_WHAT THE EXERCISE ASKS_
Reproduce every one of the following entries word for word, omitting the pictures.

━━ MATERIAL TO PROCESS ━━

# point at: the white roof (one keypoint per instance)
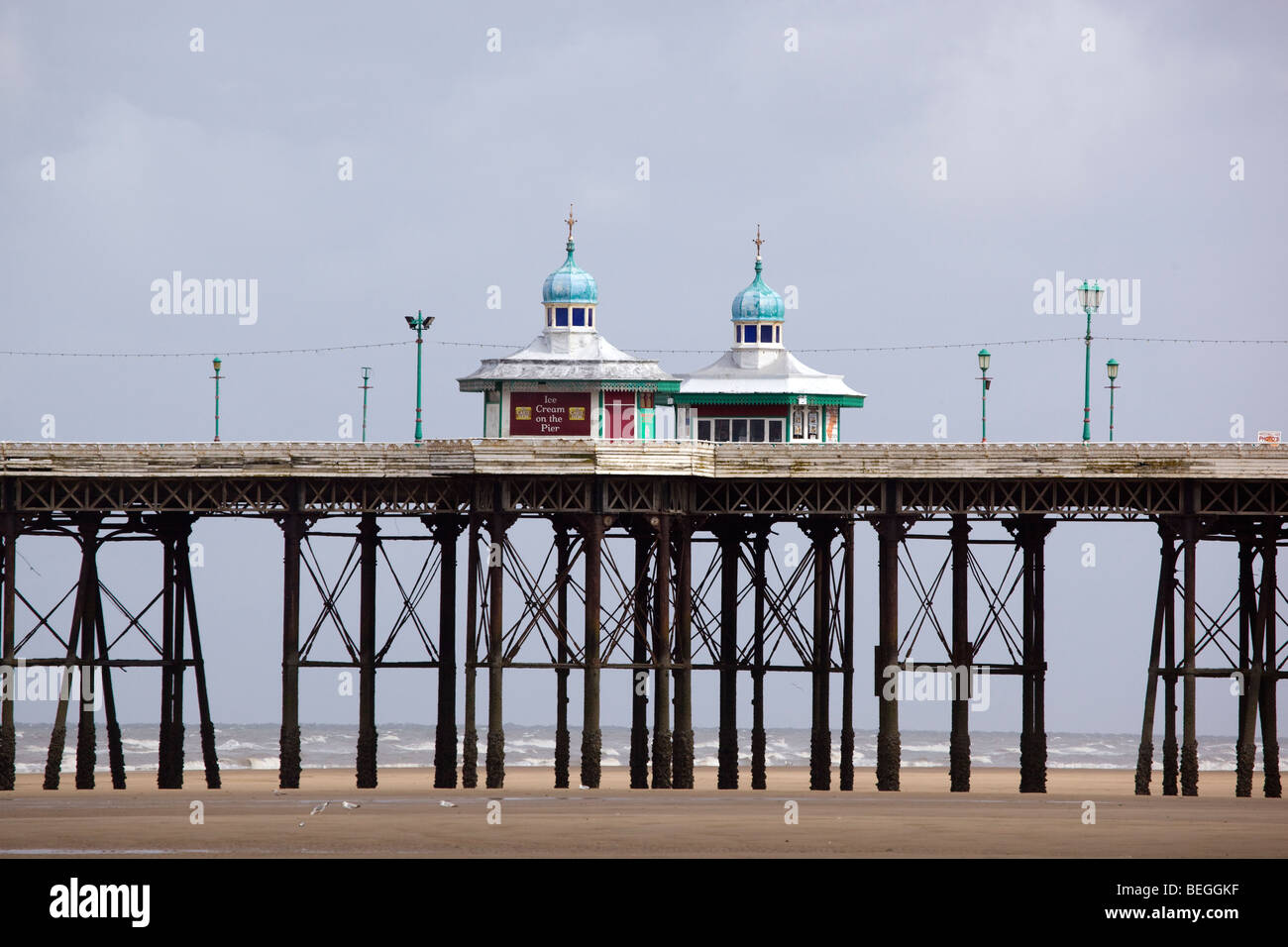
(566, 356)
(746, 371)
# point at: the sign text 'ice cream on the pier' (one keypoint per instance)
(557, 414)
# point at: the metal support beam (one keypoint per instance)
(209, 757)
(1030, 535)
(563, 749)
(85, 732)
(1171, 748)
(446, 530)
(368, 738)
(591, 740)
(471, 745)
(1249, 671)
(848, 657)
(496, 525)
(9, 525)
(820, 531)
(662, 657)
(730, 539)
(760, 545)
(958, 740)
(639, 656)
(288, 741)
(1166, 587)
(890, 530)
(1189, 738)
(682, 741)
(1273, 787)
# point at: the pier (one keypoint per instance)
(655, 551)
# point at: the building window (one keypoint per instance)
(741, 429)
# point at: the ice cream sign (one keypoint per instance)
(550, 414)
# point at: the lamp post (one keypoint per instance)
(1090, 298)
(217, 364)
(365, 386)
(420, 324)
(984, 359)
(1112, 368)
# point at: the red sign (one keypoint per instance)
(550, 414)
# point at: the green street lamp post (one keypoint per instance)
(420, 324)
(984, 359)
(365, 386)
(217, 364)
(1112, 368)
(1090, 298)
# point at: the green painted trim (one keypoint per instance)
(574, 385)
(771, 398)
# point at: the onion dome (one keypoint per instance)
(758, 303)
(570, 283)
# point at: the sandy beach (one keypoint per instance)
(406, 817)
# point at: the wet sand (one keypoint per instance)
(404, 817)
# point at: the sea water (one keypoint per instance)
(254, 746)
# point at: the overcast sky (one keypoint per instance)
(917, 169)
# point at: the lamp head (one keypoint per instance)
(1090, 295)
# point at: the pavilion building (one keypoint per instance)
(759, 390)
(570, 381)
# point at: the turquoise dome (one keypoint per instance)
(570, 283)
(756, 303)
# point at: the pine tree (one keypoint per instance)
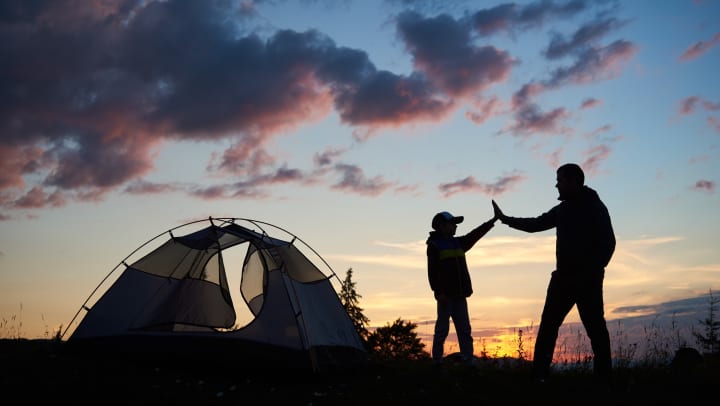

━━━

_RESULT FOR THIS EXERCISE_
# point at: the white roof (one keypoint per instance)
(566, 356)
(746, 371)
# point at: the sign text 'ice cream on the pier' (one keypoint per instance)
(557, 414)
# point at: the metal support beam (one keypoint per instance)
(209, 757)
(1030, 535)
(563, 749)
(85, 732)
(1171, 748)
(446, 530)
(368, 738)
(591, 740)
(471, 745)
(1249, 671)
(848, 657)
(496, 525)
(9, 525)
(820, 531)
(662, 657)
(730, 539)
(760, 545)
(958, 740)
(639, 656)
(288, 741)
(1166, 587)
(890, 530)
(1189, 738)
(682, 741)
(1273, 787)
# point at: the pier (one keypoint per instance)
(655, 551)
# point at: the building window (one keypoint per instance)
(741, 429)
# point at: the ice cream sign (one keypoint per instance)
(550, 414)
# point at: the lamp post (one keypoint per instance)
(1090, 298)
(217, 364)
(365, 386)
(420, 324)
(984, 359)
(1112, 368)
# point at: the red sign (one keypoint per instance)
(550, 414)
# point at: the green street lamp post (one keypoint per instance)
(420, 324)
(984, 359)
(365, 386)
(217, 364)
(1112, 368)
(1090, 298)
# point at: the green painted trim (one keypoint per instance)
(574, 385)
(771, 398)
# point at: the onion dome (one keypoint per instance)
(758, 303)
(570, 283)
# point at: the sandy beach (one keypoint per instance)
(406, 817)
# point at: the wet sand (one keypoint per instance)
(404, 817)
# point at: the sea water (one keypoint per instance)
(254, 746)
# point at: the overcast sky (one keypoint per instance)
(917, 169)
# point at: the lamp head (one keypoint per instance)
(1090, 295)
# point at: the pavilion building (one keypoint per instance)
(759, 390)
(570, 381)
# point at: the turquoise dome (one keypoint per instance)
(570, 283)
(756, 303)
# point at: the pine tree (one keypoint per instance)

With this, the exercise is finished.